Text under study section start

|683-1||In vitro assessment of the modulator effect of native bacteria on ruminal fermentation dynamics.|
|Autores:||Sofía Fernández (IIBCE - Instituto de Investigaciones Biológicas Clemente Estable) ; Martín Fraga (IIBCE - Instituto de Investigaciones Biológicas Clemente Estable / IIBCE - Instituto de Investigaciones Biológicas Clemente Estable) ; Vázquez Luis (IIBCE - Instituto de Investigaciones Biológicas Clemente Estable) ; Marcela Martínez (IIBCE - Instituto de Investigaciones Biológicas Clemente Estable) ; Andrés Abin-carriquiri (IIBCE - Instituto de Investigaciones Biológicas Clemente Estable) ; Cecilia Cajarville (FVET - Facultad de Veterinaria, Universidad de la Repúlica) ; Pablol Zunino (IIBCE - Instituto de Investigaciones Biológicas Clemente Estable) |
Rumen microbiota is responsible for fiber breakdown and volatile fatty acids (VFA) produced provide the major energy source for ruminants. The resultant microbial biomass is used by ruminants as the principal protein source. Attempts to modulate fermentation in order to obtain better productive results have traditionally been applied, being the use of native probiotcs a possible alternative. Probiotics are live microorganisms that when administered confer benefits to the host. The objective of this work was to evaluate the effect of different ruminal bovine bacterial strains on in vitro gas production kinetics, VFA patterns and methane production.

Text under study section end

Study questions:
• a. From the abstract on native bacteria and ruminal fermentation, list every measure on which the effect of the bovine bacterial strains was to be evaluated.
• b. Carry on the abstract on native bacteria and ruminal fermentation from its final sentence, in the same formal register.

Material shown section start

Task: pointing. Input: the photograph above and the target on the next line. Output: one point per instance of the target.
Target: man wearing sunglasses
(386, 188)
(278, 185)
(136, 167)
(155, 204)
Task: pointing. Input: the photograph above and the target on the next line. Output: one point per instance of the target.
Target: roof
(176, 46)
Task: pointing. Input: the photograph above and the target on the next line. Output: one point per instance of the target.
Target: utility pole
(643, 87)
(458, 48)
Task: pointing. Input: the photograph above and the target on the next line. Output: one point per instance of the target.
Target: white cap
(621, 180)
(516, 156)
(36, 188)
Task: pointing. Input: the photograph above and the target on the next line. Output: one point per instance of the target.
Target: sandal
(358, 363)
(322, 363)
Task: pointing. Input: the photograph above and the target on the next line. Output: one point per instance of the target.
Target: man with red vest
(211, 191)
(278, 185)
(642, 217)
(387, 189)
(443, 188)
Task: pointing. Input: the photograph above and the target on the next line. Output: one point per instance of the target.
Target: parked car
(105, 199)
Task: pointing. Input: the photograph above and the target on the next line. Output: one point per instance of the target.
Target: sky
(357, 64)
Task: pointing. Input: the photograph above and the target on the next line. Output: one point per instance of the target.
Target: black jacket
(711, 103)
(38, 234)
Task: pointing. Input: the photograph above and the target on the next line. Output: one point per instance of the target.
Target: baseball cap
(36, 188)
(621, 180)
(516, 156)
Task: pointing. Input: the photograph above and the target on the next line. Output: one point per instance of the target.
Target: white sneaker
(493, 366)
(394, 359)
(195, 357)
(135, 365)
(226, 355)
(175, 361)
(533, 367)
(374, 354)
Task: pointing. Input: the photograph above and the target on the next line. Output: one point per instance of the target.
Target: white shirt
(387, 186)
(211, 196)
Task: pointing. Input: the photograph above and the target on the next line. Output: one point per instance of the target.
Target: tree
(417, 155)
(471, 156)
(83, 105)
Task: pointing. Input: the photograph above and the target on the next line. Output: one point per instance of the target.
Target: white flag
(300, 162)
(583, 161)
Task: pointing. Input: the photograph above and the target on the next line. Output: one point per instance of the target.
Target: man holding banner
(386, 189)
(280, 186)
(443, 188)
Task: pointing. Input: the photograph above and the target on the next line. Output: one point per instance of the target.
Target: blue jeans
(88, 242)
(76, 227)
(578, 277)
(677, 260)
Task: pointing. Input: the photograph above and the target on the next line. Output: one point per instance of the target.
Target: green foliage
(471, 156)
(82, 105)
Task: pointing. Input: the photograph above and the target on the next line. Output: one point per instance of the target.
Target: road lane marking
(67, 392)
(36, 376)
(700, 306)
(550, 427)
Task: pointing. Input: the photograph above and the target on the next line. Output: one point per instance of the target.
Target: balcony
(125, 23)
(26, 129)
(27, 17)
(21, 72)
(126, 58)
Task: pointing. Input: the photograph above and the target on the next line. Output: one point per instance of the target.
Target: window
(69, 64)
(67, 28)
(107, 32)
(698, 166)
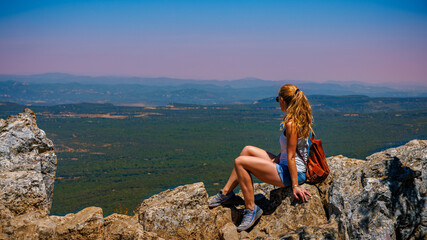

Material shown section end

Your responses:
• a. in vitro gas production kinetics; VFA patterns; methane production

• b.
Two Pseudobutyrivibrio ruminis, 3 Butyrivibrio hungatei and 2 non-described members of the Familiy Lachnospiraceae were used in an in vitro model performed in batch cultures with milled Lucerne hay and corn (70:30) as substrate. Gas volume was calculated from pressure data and accumulated gas along time was adjusted according a mathematical model to obtain fermentation kinetics parameters. At 4, 8 and 96 h, pH was measured and VFA (acetic, butyric and propionic acids) concentration was quantified by HPLC. Also, methane concentration was determined by GC. The strains addition effect was analyzed applying a GLM procedure (SAS System) and comparing with the control that had no strain added, significant differences were considered when p<0.05
Strains addition modulated fermentation in different ways. Total gas volume was not affected but 4 bacterial strains enhanced the volume and the rate of gas production of the slow phase of fermentation, associated to fiber degradation. VFA patterns were also affected. Particularly, strains addition significantly affected acetic-propionic ratio and at time point 8 h one strain significantly enhanced butyric acid concentration. Four treatments showed higher pH values than the control and no differences in methane concentration were found. Strains addition affected in vitro fermentation by changing gas production kinetics and VFA patterns but methane concentration was not affected.
Strains that enhanced insoluble fiber degradation kinetics are promising candidates to be used in in vivo approaches. Future analysis of the flask’s microbial community will shed light to the understanding of the observed fermentation changes.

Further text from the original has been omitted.